> The task
From the first line to the last, copy the listing exactly and omit the images.

> Listed records
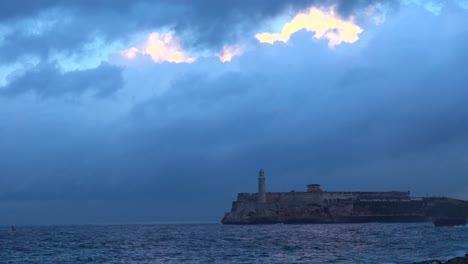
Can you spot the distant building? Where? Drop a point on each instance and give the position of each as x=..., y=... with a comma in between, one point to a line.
x=261, y=187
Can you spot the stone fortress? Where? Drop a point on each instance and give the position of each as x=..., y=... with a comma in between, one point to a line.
x=317, y=206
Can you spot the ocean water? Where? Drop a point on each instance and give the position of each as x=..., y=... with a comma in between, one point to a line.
x=215, y=243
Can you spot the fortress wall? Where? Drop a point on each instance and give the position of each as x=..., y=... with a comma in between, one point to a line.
x=324, y=197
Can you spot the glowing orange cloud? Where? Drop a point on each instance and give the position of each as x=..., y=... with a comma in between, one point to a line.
x=326, y=25
x=226, y=54
x=164, y=47
x=161, y=47
x=129, y=53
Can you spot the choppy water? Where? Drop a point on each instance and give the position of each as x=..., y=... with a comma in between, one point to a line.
x=214, y=243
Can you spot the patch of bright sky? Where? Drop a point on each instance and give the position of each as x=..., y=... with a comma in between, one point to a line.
x=4, y=31
x=44, y=22
x=90, y=56
x=19, y=67
x=463, y=3
x=433, y=6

> Response to the exercise
Can you spot the distant building? Where? Drop a point on each instance and give the position of each as x=..., y=... with a comma in between, one point to a line.
x=261, y=187
Can you spot the stone fortress? Where? Drop a point on each instance and give the position of each as x=..., y=... with a comma in between, one point to a line.
x=317, y=206
Can you spot the ocean water? Where? Drop a point on each instance and give the position of each as x=..., y=... with a comma in between, one point to a line.
x=215, y=243
Can you spot the fortress wall? Where? Drop a point on each instance and give the position of each as x=..., y=... with a comma in between, one point to a line.
x=324, y=197
Can you spot the glowing orange cloud? Where? Drop a point on each instance and give the position of each as x=..., y=... with a comma in between, one point to a line.
x=326, y=25
x=226, y=54
x=164, y=47
x=161, y=47
x=129, y=53
Can you spot the choppy water? Where? Drop a point on each instance and give the position of each as x=..., y=... with a comma in between, one point to a line.
x=214, y=243
Can you spot the patch of bright sky? Where? Drop a point on each instance and give the position of each as x=..., y=... with a comma in between, one point to a line.
x=4, y=31
x=44, y=22
x=90, y=56
x=19, y=67
x=463, y=3
x=433, y=6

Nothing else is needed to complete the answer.